Reescale um trecho dos dados: comece na linha que contém "of the tall" e pare depois da linha que contém "pixel 108 85", incluindo as duas. Reescreva apenas essas linhas, sem omitir nenhuma, multiplicando por 1,7 cada coordenada das respostas e arredondando para o inteiro mais próximo, com metades para cima.
====
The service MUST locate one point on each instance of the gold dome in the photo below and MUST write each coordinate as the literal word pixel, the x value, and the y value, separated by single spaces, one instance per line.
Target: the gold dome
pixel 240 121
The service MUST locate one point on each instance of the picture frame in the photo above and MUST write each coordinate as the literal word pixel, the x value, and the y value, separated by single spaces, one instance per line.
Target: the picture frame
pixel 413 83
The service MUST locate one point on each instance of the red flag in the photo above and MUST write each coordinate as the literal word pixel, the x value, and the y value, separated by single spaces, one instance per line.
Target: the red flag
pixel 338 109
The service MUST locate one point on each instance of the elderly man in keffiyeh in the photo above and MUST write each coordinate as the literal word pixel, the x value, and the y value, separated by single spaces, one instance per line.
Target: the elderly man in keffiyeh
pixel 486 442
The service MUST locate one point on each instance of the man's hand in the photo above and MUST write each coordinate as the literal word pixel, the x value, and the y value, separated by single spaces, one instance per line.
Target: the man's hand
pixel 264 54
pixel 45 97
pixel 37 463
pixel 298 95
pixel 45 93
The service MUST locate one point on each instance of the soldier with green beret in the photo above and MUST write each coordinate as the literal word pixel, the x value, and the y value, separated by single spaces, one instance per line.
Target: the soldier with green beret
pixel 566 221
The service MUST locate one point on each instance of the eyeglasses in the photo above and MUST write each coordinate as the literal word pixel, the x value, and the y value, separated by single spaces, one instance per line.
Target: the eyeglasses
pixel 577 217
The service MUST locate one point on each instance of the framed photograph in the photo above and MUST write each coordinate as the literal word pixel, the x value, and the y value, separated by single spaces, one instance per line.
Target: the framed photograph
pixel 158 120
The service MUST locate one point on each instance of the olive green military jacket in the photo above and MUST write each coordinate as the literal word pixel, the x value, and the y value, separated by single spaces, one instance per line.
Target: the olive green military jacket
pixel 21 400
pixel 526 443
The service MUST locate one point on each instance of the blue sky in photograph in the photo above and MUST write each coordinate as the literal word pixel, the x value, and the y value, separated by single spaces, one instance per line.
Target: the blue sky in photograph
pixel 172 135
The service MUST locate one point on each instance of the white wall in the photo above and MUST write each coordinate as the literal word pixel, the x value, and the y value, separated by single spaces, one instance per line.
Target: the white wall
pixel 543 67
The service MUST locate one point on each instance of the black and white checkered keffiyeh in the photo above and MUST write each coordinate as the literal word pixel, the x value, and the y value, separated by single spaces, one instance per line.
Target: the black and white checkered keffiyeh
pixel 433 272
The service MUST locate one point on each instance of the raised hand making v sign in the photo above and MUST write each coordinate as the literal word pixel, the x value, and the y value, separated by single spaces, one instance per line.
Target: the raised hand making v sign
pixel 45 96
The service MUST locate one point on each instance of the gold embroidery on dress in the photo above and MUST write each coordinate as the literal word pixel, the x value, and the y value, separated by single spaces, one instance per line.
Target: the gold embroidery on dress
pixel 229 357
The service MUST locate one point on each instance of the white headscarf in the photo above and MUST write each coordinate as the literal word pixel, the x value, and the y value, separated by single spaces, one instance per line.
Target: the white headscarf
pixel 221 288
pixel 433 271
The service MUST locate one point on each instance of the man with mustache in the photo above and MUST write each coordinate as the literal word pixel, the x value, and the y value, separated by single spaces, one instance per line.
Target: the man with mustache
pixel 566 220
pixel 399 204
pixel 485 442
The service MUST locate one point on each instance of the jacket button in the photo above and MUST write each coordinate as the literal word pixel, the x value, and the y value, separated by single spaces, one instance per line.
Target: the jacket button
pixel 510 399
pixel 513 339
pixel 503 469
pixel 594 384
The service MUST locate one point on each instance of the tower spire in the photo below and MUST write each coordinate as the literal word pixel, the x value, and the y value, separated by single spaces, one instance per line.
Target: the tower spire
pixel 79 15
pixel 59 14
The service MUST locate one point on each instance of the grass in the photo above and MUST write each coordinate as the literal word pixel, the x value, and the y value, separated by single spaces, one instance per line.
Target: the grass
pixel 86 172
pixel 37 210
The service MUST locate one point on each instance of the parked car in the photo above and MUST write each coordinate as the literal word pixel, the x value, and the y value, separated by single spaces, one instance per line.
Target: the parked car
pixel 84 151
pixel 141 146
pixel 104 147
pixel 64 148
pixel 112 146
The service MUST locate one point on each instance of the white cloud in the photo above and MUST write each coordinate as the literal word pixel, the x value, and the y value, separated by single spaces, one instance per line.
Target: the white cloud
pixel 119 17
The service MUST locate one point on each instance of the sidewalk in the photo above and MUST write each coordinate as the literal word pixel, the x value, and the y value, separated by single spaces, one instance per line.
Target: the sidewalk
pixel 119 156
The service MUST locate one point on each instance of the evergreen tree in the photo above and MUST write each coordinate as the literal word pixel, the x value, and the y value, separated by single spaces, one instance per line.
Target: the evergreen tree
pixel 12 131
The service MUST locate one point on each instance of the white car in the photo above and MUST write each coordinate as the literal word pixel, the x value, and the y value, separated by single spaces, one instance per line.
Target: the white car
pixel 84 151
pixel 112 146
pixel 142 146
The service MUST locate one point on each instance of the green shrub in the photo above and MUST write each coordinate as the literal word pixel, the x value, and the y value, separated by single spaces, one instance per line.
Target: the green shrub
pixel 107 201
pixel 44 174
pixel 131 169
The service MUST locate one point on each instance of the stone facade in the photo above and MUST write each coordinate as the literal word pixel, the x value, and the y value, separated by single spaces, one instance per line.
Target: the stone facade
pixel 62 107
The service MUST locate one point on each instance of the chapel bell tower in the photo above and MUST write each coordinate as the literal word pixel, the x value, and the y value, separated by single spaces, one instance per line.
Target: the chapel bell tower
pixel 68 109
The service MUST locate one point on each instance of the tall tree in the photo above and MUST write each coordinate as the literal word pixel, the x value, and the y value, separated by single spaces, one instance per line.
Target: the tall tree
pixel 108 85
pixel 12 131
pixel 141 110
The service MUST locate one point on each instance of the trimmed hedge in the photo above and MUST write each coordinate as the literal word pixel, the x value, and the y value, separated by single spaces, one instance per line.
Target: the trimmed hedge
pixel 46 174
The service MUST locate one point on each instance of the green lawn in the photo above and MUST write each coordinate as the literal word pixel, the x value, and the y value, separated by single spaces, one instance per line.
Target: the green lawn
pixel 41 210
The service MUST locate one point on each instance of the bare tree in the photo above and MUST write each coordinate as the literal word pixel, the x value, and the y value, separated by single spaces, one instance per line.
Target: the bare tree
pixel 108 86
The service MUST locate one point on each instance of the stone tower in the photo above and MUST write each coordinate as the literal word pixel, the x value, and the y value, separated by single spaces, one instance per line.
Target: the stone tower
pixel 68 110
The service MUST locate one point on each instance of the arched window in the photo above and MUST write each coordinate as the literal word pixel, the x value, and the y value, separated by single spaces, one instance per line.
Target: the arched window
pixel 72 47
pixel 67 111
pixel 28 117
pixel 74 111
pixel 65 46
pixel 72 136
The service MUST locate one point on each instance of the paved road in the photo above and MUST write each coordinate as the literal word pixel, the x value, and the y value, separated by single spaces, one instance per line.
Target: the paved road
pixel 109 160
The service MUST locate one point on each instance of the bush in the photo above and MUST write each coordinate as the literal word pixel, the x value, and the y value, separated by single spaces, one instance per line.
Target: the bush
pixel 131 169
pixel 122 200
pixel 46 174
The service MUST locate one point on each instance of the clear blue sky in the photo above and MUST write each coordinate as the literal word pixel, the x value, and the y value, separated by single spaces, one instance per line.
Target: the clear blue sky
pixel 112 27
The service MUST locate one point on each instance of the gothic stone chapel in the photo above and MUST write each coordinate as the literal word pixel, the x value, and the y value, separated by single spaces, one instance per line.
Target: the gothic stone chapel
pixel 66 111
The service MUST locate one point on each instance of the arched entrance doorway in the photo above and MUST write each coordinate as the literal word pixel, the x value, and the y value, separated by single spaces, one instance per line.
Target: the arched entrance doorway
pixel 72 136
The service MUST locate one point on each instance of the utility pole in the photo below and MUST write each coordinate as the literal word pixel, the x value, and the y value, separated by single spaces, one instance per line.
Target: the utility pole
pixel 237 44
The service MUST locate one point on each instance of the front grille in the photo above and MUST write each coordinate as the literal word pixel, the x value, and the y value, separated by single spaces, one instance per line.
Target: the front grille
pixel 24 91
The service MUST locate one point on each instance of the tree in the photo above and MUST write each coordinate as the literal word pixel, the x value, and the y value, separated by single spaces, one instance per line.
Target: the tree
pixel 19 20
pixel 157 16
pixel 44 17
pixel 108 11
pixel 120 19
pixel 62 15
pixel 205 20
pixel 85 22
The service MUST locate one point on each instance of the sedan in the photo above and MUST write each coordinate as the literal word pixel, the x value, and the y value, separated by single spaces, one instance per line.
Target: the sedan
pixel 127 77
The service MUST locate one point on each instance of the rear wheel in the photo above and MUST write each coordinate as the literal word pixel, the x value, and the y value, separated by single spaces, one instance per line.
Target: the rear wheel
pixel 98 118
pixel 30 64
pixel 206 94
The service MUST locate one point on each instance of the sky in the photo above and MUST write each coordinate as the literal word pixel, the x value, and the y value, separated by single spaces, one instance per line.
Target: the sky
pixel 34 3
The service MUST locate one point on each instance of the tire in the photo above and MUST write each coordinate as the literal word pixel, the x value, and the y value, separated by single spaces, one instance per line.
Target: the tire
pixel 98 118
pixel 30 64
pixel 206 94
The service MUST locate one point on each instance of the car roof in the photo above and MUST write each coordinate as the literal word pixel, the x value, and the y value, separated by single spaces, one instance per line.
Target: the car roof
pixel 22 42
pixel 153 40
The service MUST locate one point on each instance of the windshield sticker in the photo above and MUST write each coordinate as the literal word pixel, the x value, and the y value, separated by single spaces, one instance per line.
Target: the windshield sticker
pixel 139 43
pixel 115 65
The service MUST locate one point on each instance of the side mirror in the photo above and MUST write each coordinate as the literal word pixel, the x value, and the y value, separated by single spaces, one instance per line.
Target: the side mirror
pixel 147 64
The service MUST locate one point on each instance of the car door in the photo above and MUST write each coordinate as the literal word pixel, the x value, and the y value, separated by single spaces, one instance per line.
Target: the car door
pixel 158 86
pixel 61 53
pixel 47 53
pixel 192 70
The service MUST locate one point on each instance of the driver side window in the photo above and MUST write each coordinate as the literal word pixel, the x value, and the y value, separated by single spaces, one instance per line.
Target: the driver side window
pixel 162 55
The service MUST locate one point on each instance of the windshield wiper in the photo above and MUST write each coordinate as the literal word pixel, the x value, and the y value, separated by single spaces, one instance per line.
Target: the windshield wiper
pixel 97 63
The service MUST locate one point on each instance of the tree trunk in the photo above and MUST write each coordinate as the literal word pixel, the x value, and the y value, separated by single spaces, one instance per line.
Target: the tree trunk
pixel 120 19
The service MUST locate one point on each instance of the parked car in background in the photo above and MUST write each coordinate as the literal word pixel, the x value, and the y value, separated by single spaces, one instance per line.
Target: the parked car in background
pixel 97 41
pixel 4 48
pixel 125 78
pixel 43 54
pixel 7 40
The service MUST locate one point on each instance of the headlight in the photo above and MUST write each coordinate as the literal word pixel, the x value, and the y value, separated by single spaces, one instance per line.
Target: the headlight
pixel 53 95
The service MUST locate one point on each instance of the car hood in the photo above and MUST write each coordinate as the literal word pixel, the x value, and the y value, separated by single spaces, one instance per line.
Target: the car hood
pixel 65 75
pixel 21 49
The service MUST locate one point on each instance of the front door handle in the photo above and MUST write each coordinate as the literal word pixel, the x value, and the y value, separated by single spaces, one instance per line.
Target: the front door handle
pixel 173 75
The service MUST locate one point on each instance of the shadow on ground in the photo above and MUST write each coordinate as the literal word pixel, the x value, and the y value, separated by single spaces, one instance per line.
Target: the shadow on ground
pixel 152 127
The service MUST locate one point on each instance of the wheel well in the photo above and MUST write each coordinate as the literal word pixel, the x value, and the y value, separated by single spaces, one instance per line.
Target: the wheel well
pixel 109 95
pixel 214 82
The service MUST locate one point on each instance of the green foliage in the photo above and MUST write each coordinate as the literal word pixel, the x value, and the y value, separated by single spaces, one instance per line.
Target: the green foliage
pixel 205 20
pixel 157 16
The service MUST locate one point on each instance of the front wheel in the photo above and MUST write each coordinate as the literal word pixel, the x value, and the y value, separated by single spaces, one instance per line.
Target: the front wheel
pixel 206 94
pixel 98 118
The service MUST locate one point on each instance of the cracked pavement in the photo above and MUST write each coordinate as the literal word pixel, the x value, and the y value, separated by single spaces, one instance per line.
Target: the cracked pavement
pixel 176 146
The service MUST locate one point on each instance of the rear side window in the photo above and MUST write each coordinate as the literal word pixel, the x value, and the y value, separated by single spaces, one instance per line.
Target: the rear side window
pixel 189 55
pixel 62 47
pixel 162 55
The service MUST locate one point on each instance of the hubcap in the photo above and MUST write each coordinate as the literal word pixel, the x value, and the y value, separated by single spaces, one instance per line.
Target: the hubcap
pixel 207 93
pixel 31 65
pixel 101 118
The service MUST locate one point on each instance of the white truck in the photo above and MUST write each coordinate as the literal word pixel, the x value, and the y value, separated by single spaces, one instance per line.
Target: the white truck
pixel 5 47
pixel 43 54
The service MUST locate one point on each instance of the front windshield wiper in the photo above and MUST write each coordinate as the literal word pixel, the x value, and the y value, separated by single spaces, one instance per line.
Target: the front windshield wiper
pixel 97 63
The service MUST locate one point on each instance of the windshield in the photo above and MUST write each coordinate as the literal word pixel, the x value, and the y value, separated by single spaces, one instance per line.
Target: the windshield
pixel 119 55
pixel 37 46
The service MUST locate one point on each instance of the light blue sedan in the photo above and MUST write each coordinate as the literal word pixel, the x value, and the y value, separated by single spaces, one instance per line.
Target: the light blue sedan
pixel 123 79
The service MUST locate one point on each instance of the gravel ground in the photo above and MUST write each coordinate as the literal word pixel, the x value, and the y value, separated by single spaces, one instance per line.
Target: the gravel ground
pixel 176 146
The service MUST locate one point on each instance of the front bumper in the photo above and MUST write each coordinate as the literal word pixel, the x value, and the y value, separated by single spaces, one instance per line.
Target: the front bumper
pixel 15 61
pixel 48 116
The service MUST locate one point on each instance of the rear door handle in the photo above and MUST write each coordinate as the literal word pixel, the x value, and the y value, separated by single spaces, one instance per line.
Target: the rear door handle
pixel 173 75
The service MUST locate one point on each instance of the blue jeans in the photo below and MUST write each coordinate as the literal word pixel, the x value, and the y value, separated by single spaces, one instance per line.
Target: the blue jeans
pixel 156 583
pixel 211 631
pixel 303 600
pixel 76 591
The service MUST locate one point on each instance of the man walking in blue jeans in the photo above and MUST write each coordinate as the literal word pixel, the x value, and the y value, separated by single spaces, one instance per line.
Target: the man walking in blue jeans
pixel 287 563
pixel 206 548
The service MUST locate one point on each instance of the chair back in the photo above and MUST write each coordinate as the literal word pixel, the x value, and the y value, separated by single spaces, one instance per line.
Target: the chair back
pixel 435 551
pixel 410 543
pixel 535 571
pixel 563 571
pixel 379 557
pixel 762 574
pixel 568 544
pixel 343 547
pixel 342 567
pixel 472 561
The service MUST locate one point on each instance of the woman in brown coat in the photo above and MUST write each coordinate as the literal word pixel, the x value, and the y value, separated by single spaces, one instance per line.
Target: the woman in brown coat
====
Resposta do exercício =>
The service MUST locate one point on each instance of the tall tree in the photo above and MUST write each coordinate as the literal word pixel, the x value, and the y value, separated by single spaces, one instance per line.
Target: the tall tree
pixel 184 145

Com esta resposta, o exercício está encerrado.